-- Opening Marker --
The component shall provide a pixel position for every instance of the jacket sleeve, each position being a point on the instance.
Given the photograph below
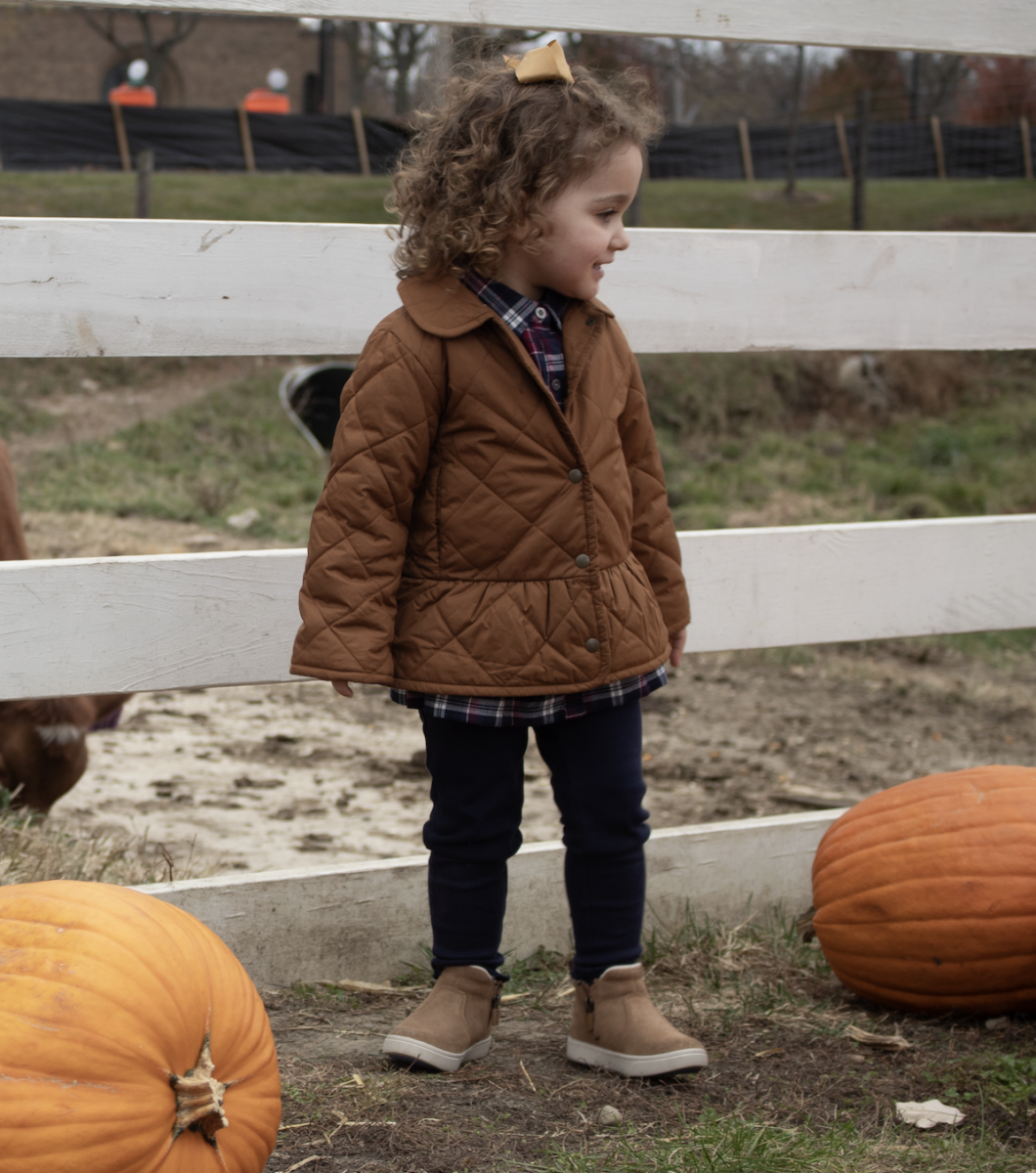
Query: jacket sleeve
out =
(358, 537)
(655, 541)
-- Closing Marker --
All lines from the one holding "Given the photograph below" through the last line of the records need to be copied exactly, both ends included, and the pictures left behind.

= Response for this exercise =
Given the photograph below
Query: jacket sleeve
out =
(358, 537)
(655, 541)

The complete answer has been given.